Directions —
Give the listing as a numbered list, starting at its first line and ending at the line that contains "[11,18,80,62]", with both of those lines included. Omit blank lines and leave the pictures out.

Raw listing —

----

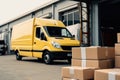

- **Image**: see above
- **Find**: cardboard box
[117,33,120,43]
[62,78,94,80]
[72,59,113,69]
[62,67,96,80]
[115,43,120,56]
[115,56,120,68]
[62,78,76,80]
[72,47,108,59]
[106,47,115,59]
[94,68,120,80]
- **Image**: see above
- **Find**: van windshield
[44,26,72,38]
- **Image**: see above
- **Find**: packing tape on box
[108,72,118,80]
[81,60,86,67]
[81,47,86,59]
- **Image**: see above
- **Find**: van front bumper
[51,52,72,60]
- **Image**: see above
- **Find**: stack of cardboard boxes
[94,33,120,80]
[62,47,114,80]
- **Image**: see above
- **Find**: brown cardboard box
[117,33,120,43]
[62,78,76,80]
[106,47,115,59]
[72,47,108,59]
[94,68,120,80]
[72,59,113,69]
[115,56,120,68]
[62,67,96,80]
[115,43,120,56]
[62,78,94,80]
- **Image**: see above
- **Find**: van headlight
[52,41,61,48]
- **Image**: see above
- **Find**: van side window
[36,27,41,38]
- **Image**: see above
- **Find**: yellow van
[11,18,80,64]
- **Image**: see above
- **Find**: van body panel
[11,18,80,62]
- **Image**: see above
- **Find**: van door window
[36,27,41,38]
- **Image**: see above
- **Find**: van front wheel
[43,51,53,64]
[16,51,22,60]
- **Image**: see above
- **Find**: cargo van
[11,18,80,64]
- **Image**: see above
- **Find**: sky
[0,0,51,25]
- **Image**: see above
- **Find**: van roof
[34,18,65,27]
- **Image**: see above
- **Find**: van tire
[43,51,53,64]
[15,51,22,60]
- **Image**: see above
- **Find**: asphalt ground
[0,55,70,80]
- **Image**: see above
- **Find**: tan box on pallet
[61,67,96,80]
[62,78,94,80]
[115,56,120,68]
[72,59,113,69]
[72,47,115,59]
[94,68,120,80]
[117,33,120,43]
[115,43,120,56]
[106,47,115,59]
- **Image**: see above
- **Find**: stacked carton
[115,33,120,68]
[62,47,114,80]
[72,47,114,69]
[62,66,95,80]
[94,33,120,80]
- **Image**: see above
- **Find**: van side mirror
[41,33,47,40]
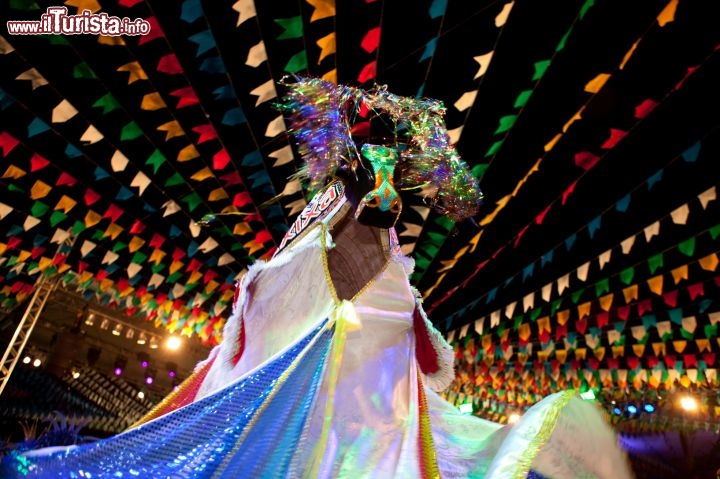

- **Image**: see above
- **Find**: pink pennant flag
[138,16,165,45]
[600,128,627,150]
[30,153,50,171]
[213,147,230,171]
[170,86,201,109]
[0,131,20,156]
[157,53,183,75]
[193,124,217,145]
[575,151,600,171]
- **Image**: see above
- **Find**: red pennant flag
[626,356,640,369]
[55,171,77,186]
[535,203,552,225]
[358,60,377,83]
[635,98,658,120]
[595,313,610,329]
[170,86,200,109]
[138,16,165,45]
[103,204,125,223]
[185,258,202,271]
[157,53,183,75]
[575,318,587,334]
[555,324,567,341]
[513,225,530,248]
[85,188,100,206]
[130,220,145,235]
[148,233,165,248]
[575,151,600,171]
[173,248,186,261]
[0,131,20,156]
[664,354,675,369]
[30,153,50,171]
[663,290,677,308]
[637,299,652,316]
[192,124,217,145]
[233,191,252,208]
[688,283,705,299]
[647,356,660,369]
[562,180,577,205]
[213,147,230,171]
[220,171,242,188]
[617,304,630,321]
[703,353,715,367]
[600,128,627,150]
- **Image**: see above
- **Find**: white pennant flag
[670,204,690,225]
[558,273,570,296]
[110,150,130,172]
[577,261,590,282]
[598,249,612,269]
[130,171,150,196]
[250,79,277,106]
[541,283,552,303]
[620,235,635,254]
[265,115,286,138]
[644,221,660,243]
[523,293,535,313]
[52,100,77,123]
[698,186,717,209]
[473,51,495,80]
[80,125,104,145]
[233,0,257,27]
[245,40,267,68]
[268,145,293,168]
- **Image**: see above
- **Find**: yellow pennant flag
[556,309,570,326]
[157,120,185,141]
[316,32,336,65]
[30,180,52,200]
[648,274,663,295]
[177,144,200,163]
[623,284,638,304]
[117,62,148,85]
[85,210,102,228]
[673,340,687,353]
[54,195,77,213]
[670,265,688,284]
[698,253,718,271]
[140,92,167,111]
[653,343,667,357]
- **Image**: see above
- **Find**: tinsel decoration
[278,76,482,221]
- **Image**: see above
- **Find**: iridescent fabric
[7,184,632,479]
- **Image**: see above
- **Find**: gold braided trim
[417,371,441,479]
[212,321,331,478]
[128,359,214,429]
[513,390,576,479]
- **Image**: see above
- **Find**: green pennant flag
[275,15,303,40]
[93,93,120,115]
[620,266,635,285]
[595,278,610,298]
[285,50,307,73]
[513,90,532,108]
[145,149,167,175]
[493,115,517,135]
[120,121,142,141]
[678,237,695,256]
[648,253,665,274]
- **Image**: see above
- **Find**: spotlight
[115,356,127,376]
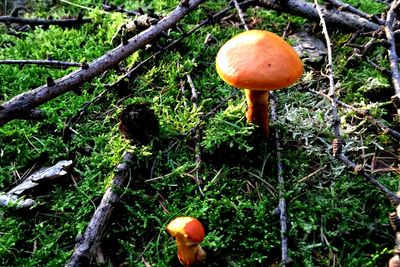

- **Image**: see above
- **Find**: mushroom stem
[245,89,269,136]
[177,239,206,267]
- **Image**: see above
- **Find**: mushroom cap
[216,30,303,91]
[388,254,400,267]
[167,217,204,243]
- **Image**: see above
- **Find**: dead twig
[0,59,87,68]
[309,89,400,140]
[65,152,133,267]
[257,0,380,31]
[314,0,400,206]
[384,0,400,115]
[106,0,256,88]
[270,93,291,266]
[232,0,249,31]
[0,160,73,208]
[0,0,206,126]
[325,0,385,25]
[0,15,91,27]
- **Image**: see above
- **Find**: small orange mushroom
[388,254,400,267]
[166,217,206,267]
[216,30,303,136]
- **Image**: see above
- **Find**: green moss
[0,0,398,266]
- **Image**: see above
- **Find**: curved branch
[258,0,380,31]
[0,16,91,27]
[0,59,85,68]
[0,0,209,126]
[65,153,132,267]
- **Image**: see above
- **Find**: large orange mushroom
[166,217,206,267]
[216,30,303,136]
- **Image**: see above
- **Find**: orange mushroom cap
[388,254,400,267]
[216,30,303,91]
[167,217,204,243]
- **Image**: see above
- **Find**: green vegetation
[0,0,398,267]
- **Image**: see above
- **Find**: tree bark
[257,0,380,31]
[0,0,205,126]
[65,153,132,267]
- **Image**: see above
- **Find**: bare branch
[0,59,87,68]
[232,0,249,31]
[385,0,400,115]
[65,153,133,267]
[270,93,291,266]
[0,0,209,126]
[309,90,400,140]
[0,16,91,27]
[258,0,380,31]
[107,0,256,90]
[314,0,400,206]
[325,0,385,25]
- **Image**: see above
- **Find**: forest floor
[0,0,400,267]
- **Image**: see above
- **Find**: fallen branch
[0,59,83,68]
[0,160,72,208]
[384,0,400,115]
[309,90,400,140]
[257,0,380,31]
[65,153,132,267]
[314,0,400,206]
[106,0,256,88]
[270,93,291,267]
[232,0,249,31]
[0,16,91,27]
[0,0,209,126]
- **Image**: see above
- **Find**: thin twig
[65,152,133,267]
[107,0,256,88]
[270,93,291,266]
[232,0,249,31]
[314,0,400,206]
[0,16,91,27]
[0,0,206,126]
[325,0,385,25]
[0,59,85,68]
[309,89,400,140]
[384,0,400,115]
[102,3,143,16]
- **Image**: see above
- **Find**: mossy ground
[0,0,398,266]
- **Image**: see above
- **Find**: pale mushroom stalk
[244,89,269,136]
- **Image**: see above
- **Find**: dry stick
[65,152,132,267]
[186,74,204,197]
[384,0,400,115]
[0,59,85,67]
[314,0,400,206]
[309,89,400,140]
[258,0,380,31]
[107,0,256,88]
[233,0,291,266]
[232,0,249,31]
[270,93,291,266]
[325,0,385,25]
[0,16,91,27]
[102,3,143,16]
[0,0,206,126]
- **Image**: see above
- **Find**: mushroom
[166,217,206,266]
[216,30,303,136]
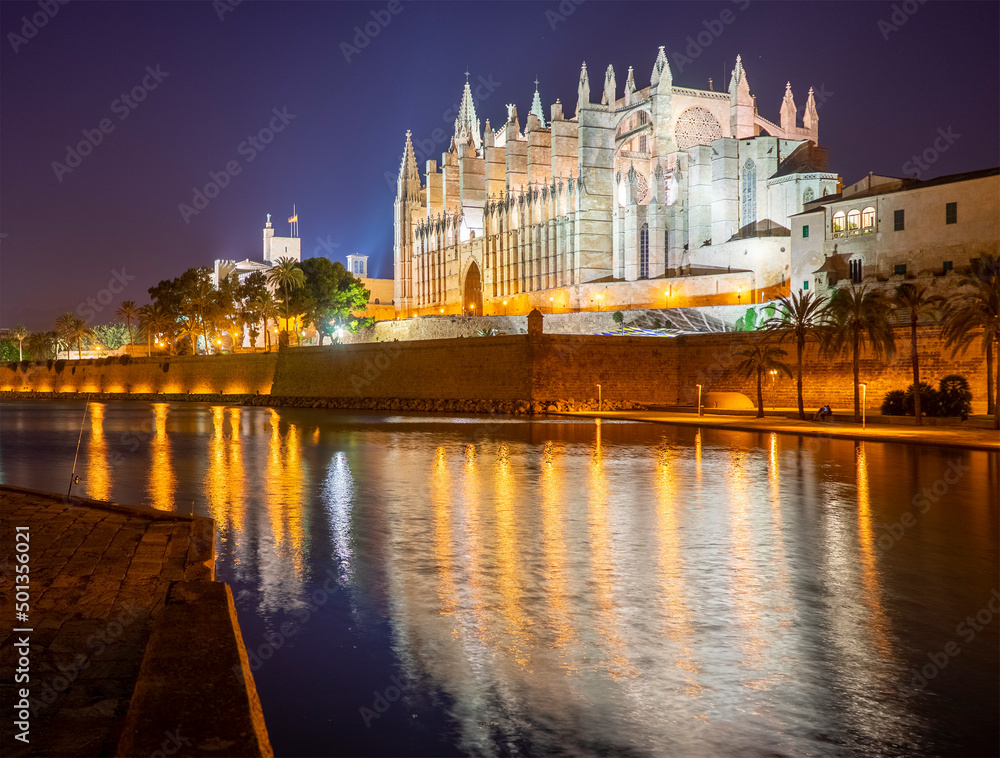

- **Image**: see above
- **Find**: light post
[858,382,868,429]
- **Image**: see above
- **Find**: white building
[791,168,1000,292]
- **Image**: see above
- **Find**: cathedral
[393,47,838,317]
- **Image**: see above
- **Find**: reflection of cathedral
[394,47,837,316]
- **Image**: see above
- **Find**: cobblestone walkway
[0,486,214,756]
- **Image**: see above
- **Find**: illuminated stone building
[394,47,838,317]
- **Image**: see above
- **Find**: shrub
[903,382,941,416]
[938,374,972,418]
[882,390,906,416]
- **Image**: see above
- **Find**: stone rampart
[0,326,986,412]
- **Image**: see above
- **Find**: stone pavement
[550,411,1000,451]
[0,486,214,756]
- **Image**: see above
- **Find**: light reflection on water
[0,403,1000,756]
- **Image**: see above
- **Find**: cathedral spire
[649,45,674,87]
[529,76,545,129]
[781,82,795,132]
[729,55,750,104]
[576,61,590,117]
[802,87,819,145]
[390,129,420,199]
[455,78,483,150]
[601,63,617,109]
[625,66,635,105]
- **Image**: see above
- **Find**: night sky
[0,0,1000,330]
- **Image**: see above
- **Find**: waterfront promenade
[0,486,269,756]
[550,410,1000,451]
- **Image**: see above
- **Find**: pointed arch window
[639,224,649,279]
[861,207,875,234]
[743,163,757,236]
[833,211,847,237]
[847,210,861,234]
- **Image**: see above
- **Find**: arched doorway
[462,261,483,316]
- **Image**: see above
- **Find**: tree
[892,282,943,426]
[56,313,94,359]
[25,332,59,361]
[139,302,177,355]
[267,258,306,342]
[736,337,792,418]
[10,324,31,361]
[824,283,896,422]
[254,290,278,351]
[942,255,1000,429]
[763,292,826,420]
[292,257,371,345]
[115,300,139,345]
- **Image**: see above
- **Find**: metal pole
[66,393,90,500]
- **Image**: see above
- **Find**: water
[0,402,1000,756]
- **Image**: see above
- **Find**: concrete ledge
[116,582,274,758]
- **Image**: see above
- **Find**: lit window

----

Answer to the task —
1. - **Image**: see above
2. - **Find**: cardboard box
3. [117,33,120,43]
4. [62,78,94,80]
5. [72,59,113,69]
6. [62,67,96,80]
7. [115,43,120,56]
8. [115,56,120,68]
9. [62,78,76,80]
10. [72,47,108,59]
11. [106,47,115,59]
12. [94,68,120,80]
13. - **Image**: see above
14. - **Find**: van windshield
15. [44,26,72,38]
16. - **Image**: see above
17. - **Find**: packing tape on box
18. [108,72,118,80]
19. [81,60,86,67]
20. [81,47,86,59]
21. - **Image**: see above
22. - **Find**: van front bumper
23. [51,52,72,60]
24. - **Image**: see above
25. - **Find**: stack of cardboard boxes
26. [94,33,120,80]
27. [62,47,114,80]
28. - **Image**: see above
29. - **Find**: brown cardboard box
30. [117,33,120,43]
31. [62,78,76,80]
32. [106,47,115,59]
33. [72,47,108,59]
34. [94,68,120,80]
35. [72,59,113,69]
36. [115,56,120,68]
37. [62,67,96,80]
38. [115,43,120,56]
39. [62,78,94,80]
40. - **Image**: see above
41. - **Find**: van headlight
42. [52,41,61,48]
43. - **Image**: see above
44. - **Find**: van side window
45. [36,27,41,38]
46. - **Image**: see above
47. - **Find**: yellow van
48. [11,18,80,64]
49. - **Image**: see above
50. - **Find**: van body panel
51. [11,18,80,62]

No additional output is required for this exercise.